The problem. Reproduce each of the entries below word for word, leaving out the pictures.

Information supplied.
:::

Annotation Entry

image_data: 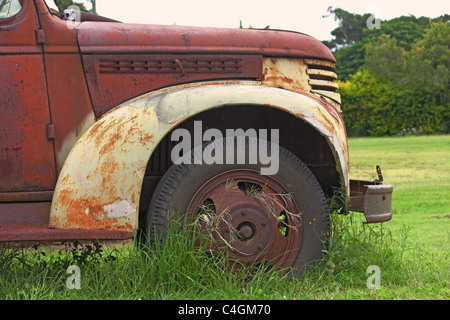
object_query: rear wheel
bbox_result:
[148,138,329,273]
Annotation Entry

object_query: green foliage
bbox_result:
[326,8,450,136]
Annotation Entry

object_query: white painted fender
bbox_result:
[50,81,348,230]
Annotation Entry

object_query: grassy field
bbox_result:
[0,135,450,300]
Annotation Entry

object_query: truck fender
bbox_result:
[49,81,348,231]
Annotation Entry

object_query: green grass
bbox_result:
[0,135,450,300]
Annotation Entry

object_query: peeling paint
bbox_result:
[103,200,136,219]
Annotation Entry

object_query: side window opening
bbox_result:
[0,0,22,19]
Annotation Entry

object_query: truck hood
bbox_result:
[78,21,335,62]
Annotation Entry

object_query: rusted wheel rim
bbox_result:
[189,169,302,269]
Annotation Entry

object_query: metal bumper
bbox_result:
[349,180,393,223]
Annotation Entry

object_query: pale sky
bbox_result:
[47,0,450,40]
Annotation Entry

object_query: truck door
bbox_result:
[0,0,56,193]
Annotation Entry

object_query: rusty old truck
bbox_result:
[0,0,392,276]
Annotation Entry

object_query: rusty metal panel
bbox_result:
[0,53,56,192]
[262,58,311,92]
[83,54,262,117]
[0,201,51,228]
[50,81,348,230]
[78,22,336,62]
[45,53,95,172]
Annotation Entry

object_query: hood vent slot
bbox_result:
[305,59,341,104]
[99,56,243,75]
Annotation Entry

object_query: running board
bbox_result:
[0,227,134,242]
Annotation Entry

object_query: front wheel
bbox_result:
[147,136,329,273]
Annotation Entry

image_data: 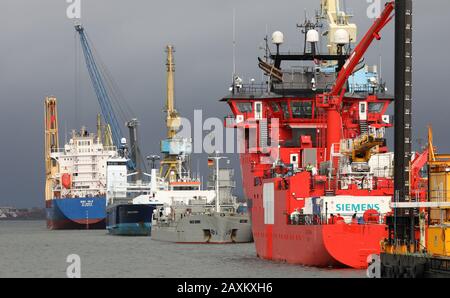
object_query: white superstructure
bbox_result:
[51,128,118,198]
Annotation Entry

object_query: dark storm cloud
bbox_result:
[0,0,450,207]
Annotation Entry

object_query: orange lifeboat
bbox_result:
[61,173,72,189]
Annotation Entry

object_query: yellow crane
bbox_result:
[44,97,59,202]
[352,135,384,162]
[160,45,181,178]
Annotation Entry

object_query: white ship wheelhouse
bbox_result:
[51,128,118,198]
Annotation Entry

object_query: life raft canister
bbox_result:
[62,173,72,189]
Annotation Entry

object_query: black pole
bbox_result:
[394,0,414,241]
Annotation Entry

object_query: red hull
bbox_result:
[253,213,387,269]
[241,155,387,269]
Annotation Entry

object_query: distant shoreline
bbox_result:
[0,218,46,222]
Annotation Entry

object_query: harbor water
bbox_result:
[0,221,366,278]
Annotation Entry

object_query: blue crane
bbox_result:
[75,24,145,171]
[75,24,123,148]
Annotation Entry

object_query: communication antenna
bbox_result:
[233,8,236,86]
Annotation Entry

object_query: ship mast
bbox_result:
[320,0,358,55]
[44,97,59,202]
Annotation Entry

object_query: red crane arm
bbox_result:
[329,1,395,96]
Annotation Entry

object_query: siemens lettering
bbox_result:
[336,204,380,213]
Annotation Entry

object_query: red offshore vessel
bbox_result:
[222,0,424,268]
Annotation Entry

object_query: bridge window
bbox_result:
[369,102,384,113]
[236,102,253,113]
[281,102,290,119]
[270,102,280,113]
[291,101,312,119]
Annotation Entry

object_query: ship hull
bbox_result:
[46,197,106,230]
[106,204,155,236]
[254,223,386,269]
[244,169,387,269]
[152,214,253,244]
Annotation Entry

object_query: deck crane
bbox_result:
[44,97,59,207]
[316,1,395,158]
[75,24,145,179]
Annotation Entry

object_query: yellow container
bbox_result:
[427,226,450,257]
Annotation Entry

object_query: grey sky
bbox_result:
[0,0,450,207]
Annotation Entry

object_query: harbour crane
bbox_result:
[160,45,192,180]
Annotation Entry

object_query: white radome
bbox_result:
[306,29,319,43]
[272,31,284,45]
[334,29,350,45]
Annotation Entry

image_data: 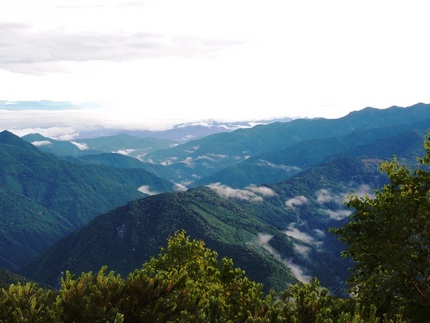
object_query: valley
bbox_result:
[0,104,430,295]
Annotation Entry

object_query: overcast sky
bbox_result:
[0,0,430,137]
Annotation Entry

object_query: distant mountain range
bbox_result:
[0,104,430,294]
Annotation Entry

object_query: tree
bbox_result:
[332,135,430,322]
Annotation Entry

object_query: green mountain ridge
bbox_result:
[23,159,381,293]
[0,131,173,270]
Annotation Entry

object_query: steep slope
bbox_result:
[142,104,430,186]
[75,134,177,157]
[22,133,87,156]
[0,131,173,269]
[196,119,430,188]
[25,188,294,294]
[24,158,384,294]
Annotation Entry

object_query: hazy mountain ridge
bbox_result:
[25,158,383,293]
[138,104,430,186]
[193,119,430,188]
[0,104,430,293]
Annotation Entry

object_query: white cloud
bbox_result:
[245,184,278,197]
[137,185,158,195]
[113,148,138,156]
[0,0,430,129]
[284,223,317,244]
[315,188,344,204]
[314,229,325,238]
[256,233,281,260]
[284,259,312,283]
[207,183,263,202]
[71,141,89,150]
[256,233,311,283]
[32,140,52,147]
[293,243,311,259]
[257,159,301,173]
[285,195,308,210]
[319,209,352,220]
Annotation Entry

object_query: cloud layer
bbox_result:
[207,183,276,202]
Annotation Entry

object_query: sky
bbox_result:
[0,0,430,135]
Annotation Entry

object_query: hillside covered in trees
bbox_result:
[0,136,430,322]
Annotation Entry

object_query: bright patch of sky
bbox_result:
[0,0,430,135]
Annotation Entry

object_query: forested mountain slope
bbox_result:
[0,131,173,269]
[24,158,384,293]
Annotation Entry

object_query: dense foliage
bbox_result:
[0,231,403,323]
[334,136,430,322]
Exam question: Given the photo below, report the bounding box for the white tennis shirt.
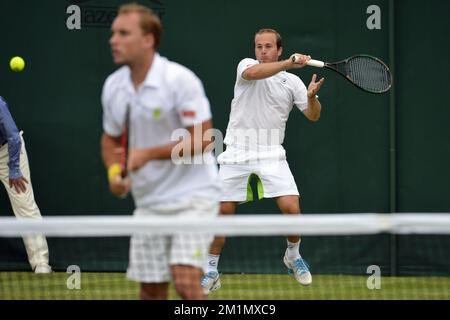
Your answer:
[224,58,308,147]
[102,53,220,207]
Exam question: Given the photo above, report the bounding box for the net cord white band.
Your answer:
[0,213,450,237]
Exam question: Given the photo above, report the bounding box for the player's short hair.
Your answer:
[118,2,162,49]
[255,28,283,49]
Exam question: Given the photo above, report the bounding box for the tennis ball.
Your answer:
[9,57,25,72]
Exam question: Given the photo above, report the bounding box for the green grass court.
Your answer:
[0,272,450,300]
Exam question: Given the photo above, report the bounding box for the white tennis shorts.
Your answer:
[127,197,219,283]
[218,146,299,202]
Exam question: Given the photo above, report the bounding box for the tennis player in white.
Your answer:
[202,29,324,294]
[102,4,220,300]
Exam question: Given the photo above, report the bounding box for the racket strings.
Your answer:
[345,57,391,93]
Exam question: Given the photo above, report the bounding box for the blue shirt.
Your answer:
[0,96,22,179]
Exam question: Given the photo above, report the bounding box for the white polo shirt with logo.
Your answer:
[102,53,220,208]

:::

Answer for the task.
Annotation Entry

image_data: 
object_query: rear wheel
bbox_result:
[148,138,329,273]
Annotation Entry

object_query: green foliage
bbox_result:
[326,8,450,136]
Annotation Entry

object_query: white painted fender
bbox_result:
[50,81,348,230]
Annotation Entry

object_query: grassy field
bbox_result:
[0,135,450,300]
Annotation Entry

object_query: truck fender
bbox_result:
[49,81,348,231]
Annotation Entry

object_query: green grass
bbox_result:
[0,135,450,300]
Annotation Entry

object_query: peeling paint
bbox_result:
[103,200,136,219]
Annotation Entry

object_query: side window opening
bbox_result:
[0,0,22,19]
Annotation Entry

object_query: truck hood
bbox_result:
[78,21,335,62]
Annotation Entry

object_query: rusted wheel rim
bbox_result:
[189,169,302,269]
Annotation Entry

object_query: metal bumper
bbox_result:
[349,180,393,223]
Annotation Entry

object_query: pale sky
bbox_result:
[47,0,450,40]
Annotation Entry

object_query: truck door
bbox_result:
[0,0,56,193]
Annotation Entry

object_query: rusty old truck
bbox_result:
[0,0,392,276]
Annotation Entry

object_query: rusty metal panel
bbox_result:
[0,53,56,192]
[262,58,311,92]
[83,54,262,117]
[0,201,51,228]
[50,81,348,230]
[78,22,336,62]
[45,53,95,172]
Annotation Entry

object_query: hood vent slot
bbox_result:
[305,59,341,104]
[99,56,243,75]
Annotation Entry

object_query: running board
bbox_result:
[0,227,134,242]
Annotation Entry

object_query: front wheel
bbox_result:
[147,136,329,273]
Annotation Entry

image_data: 
object_query: white superstructure
bbox_result:
[51,128,118,198]
Annotation Entry

object_query: dark storm cloud
bbox_result:
[0,0,450,207]
Annotation Entry

object_query: orange lifeboat
bbox_result:
[61,173,72,189]
Annotation Entry

object_query: yellow crane
bbox_result:
[44,97,59,202]
[352,135,384,162]
[160,45,181,178]
Annotation Entry

object_query: white ship wheelhouse
bbox_result:
[51,128,118,198]
Annotation Entry

object_query: life raft canister
bbox_result:
[62,173,72,189]
Annotation Entry

object_query: black pole
bbox_result:
[394,0,414,241]
Annotation Entry

object_query: red hull
bbox_result:
[253,213,387,269]
[241,155,387,269]
Annotation Entry

object_query: distant shoreline
bbox_result:
[0,218,46,222]
Annotation Entry

object_query: harbor water
bbox_result:
[0,221,366,278]
Annotation Entry

object_query: blue crane
bbox_result:
[75,24,145,171]
[75,24,123,148]
Annotation Entry

object_query: communication antenna
bbox_result:
[233,8,236,86]
Annotation Entry

object_query: ship mast
bbox_result:
[320,0,358,55]
[44,97,59,202]
Annotation Entry

object_query: red crane arm
bbox_result:
[329,1,395,96]
Annotation Entry

object_query: siemens lettering
bbox_result:
[336,204,380,213]
Annotation Entry

object_query: red offshore vessel
bbox_result:
[222,0,424,268]
Annotation Entry

object_query: bridge window
bbox_result:
[369,102,384,113]
[236,102,253,113]
[281,102,290,119]
[270,102,280,113]
[291,101,312,119]
Annotation Entry

object_query: ship hull
bbox_result:
[46,197,106,230]
[106,204,155,236]
[254,223,386,269]
[244,169,387,269]
[152,214,253,244]
Annotation Entry

object_query: deck crane
bbox_result:
[44,97,59,207]
[316,1,395,158]
[75,24,145,179]
Annotation Entry

object_query: yellow container
bbox_result:
[427,226,450,257]
Annotation Entry

object_query: grey sky
bbox_result:
[0,0,450,207]
Annotation Entry

object_query: harbour crane
bbox_result:
[160,45,192,180]
Annotation Entry

object_query: white radome
bbox_result:
[306,29,319,43]
[272,31,284,45]
[334,29,350,45]
Annotation Entry

image_data: 
object_query: valley
bbox_result:
[0,104,430,295]
Annotation Entry

object_query: overcast sky
bbox_result:
[0,0,430,137]
Annotation Entry

object_query: distant mountain range
bbox_result:
[0,104,430,294]
Annotation Entry

object_query: tree
bbox_result:
[332,135,430,322]
Annotation Entry

object_query: green mountain ridge
bbox_result:
[23,159,381,293]
[0,131,173,270]
Annotation Entry

object_query: steep slope
bbox_result:
[142,104,430,186]
[75,134,177,157]
[22,133,87,156]
[0,131,173,269]
[196,119,430,188]
[25,188,294,294]
[24,158,384,294]
Annotation Entry

object_query: hazy mountain ridge
bbox_result:
[25,158,383,293]
[138,104,430,186]
[193,119,430,188]
[0,104,430,293]
Annotation Entry

object_query: white cloud
bbox_result:
[245,184,278,197]
[137,185,158,195]
[113,148,138,156]
[0,0,430,129]
[284,223,317,244]
[315,188,344,204]
[314,229,325,238]
[256,233,281,260]
[284,259,312,283]
[207,183,263,202]
[71,141,89,150]
[256,233,311,283]
[32,140,52,147]
[293,243,311,259]
[257,159,301,173]
[285,195,308,210]
[319,209,352,220]
Annotation Entry

object_query: cloud layer
bbox_result:
[207,183,276,202]
Annotation Entry

object_query: sky
bbox_result:
[0,0,430,135]
Annotation Entry

object_query: hillside covered in trees
bbox_result:
[0,136,430,322]
Annotation Entry

object_query: bright patch of sky
bbox_result:
[0,0,430,135]
Annotation Entry

object_query: forested mountain slope
bbox_result:
[0,131,173,269]
[24,158,384,293]
Annotation Entry

object_query: dense foliage
bbox_result:
[0,231,403,323]
[334,136,430,322]
Exam question: Given the photo below, report the bounding box for the white tennis shirt.
Your answer:
[224,58,308,147]
[102,53,220,207]
Exam question: Given the photo above, report the bounding box for the net cord white band.
Your answer:
[0,213,450,237]
Exam question: Given the photo above, report the bounding box for the player's short hair.
Your answer:
[118,2,162,49]
[255,28,283,49]
Exam question: Given the photo above, report the bounding box for the tennis ball.
Your answer:
[9,57,25,72]
Exam question: Given the photo above, report the bounding box for the green grass court.
Your answer:
[0,272,450,300]
Exam question: Given the photo above, report the bounding box for the white tennis shorts.
Your answer:
[127,197,219,283]
[218,146,299,202]
Exam question: Given the photo above, report the bounding box for the tennis player in white.
Your answer:
[202,29,324,294]
[102,4,220,300]
Exam question: Given the photo above, report the bounding box for the racket strings.
Your answer:
[345,57,391,93]
Exam question: Given the photo above, report the bounding box for the blue shirt.
Your answer:
[0,96,22,179]
Exam question: Given the photo above, report the bounding box for the white polo shirt with logo.
Your answer:
[102,53,220,208]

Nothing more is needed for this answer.